Can you write out again the entries starting at the beginning and ending at the line containing "xmin=0 ymin=785 xmax=239 ymax=853", requests included, and add 105 to each bounding-box coordinate in the answers? Leave the numbers in the requests and their format samples unchanged, and omit the pictures.

------------------------------------------------------------

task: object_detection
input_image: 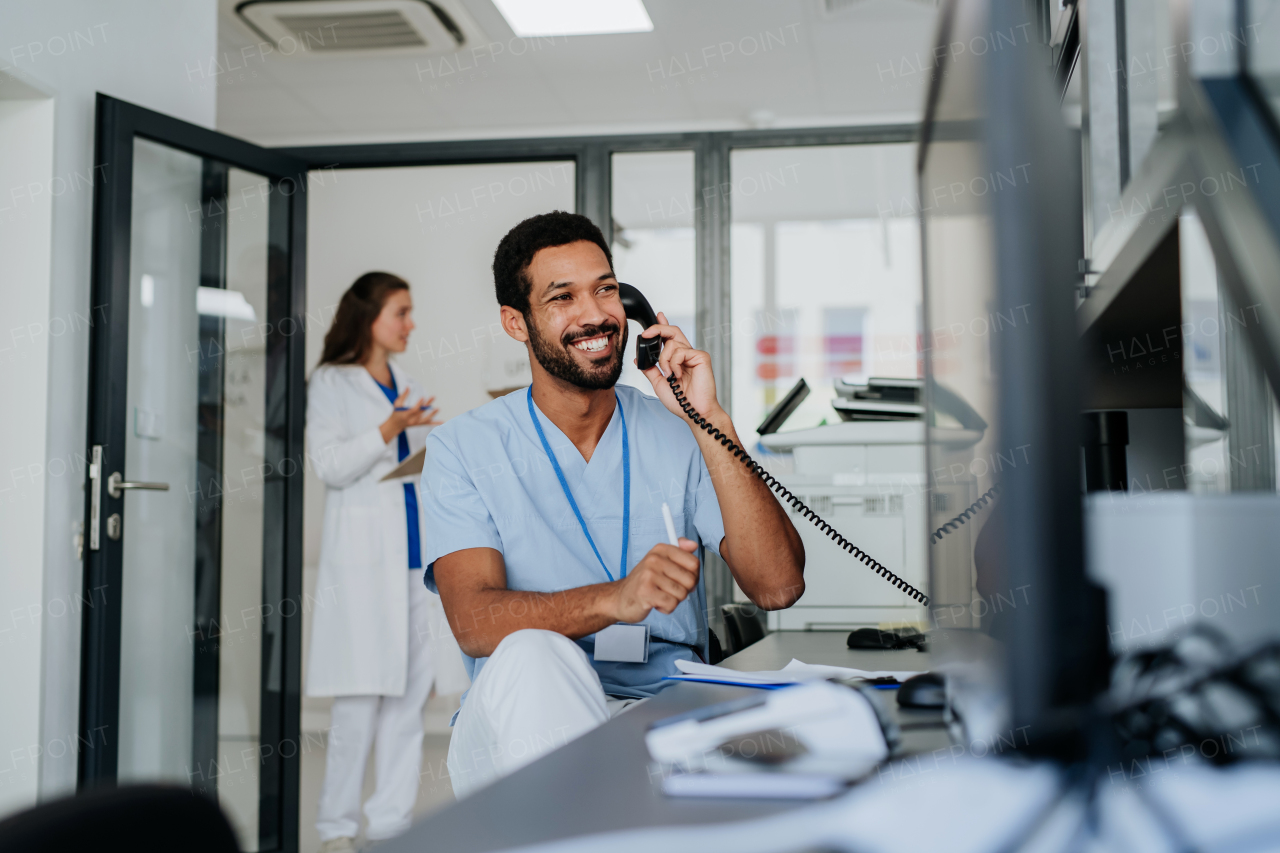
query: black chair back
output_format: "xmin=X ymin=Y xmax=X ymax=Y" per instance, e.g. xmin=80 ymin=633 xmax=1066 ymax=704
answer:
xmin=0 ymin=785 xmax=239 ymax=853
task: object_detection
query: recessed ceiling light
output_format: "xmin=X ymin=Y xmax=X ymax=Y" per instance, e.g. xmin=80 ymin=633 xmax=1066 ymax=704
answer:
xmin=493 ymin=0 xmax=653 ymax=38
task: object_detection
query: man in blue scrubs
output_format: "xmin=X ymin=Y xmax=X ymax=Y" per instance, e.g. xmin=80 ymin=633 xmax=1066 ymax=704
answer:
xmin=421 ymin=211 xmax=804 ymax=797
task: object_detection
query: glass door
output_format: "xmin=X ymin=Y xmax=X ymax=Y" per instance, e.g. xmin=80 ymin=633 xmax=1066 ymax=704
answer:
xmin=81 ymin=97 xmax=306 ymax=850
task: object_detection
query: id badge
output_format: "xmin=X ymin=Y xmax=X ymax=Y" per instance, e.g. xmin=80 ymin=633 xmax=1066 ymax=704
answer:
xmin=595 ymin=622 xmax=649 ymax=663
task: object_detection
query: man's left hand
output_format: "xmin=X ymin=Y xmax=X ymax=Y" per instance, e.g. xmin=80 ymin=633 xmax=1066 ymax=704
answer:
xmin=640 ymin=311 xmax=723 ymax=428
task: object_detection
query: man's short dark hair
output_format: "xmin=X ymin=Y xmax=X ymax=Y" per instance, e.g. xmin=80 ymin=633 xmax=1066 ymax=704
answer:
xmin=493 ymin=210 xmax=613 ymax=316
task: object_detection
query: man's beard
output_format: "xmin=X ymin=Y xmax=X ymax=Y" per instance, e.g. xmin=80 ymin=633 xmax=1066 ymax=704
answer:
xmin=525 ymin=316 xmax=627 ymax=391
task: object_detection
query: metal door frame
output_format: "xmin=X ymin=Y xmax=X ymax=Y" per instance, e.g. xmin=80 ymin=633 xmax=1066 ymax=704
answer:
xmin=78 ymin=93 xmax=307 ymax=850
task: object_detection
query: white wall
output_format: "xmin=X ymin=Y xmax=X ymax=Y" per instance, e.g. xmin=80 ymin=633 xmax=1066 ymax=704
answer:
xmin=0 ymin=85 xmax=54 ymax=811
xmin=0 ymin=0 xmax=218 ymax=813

------------------------------------------------------------

→ ANSWER TO THE PROBLEM:
task: object_detection
input_image: 
query: black chair back
output_format: "xmin=X ymin=Y xmax=X ymax=Y" per instance, e.g. xmin=80 ymin=633 xmax=1066 ymax=704
answer:
xmin=105 ymin=890 xmax=344 ymax=958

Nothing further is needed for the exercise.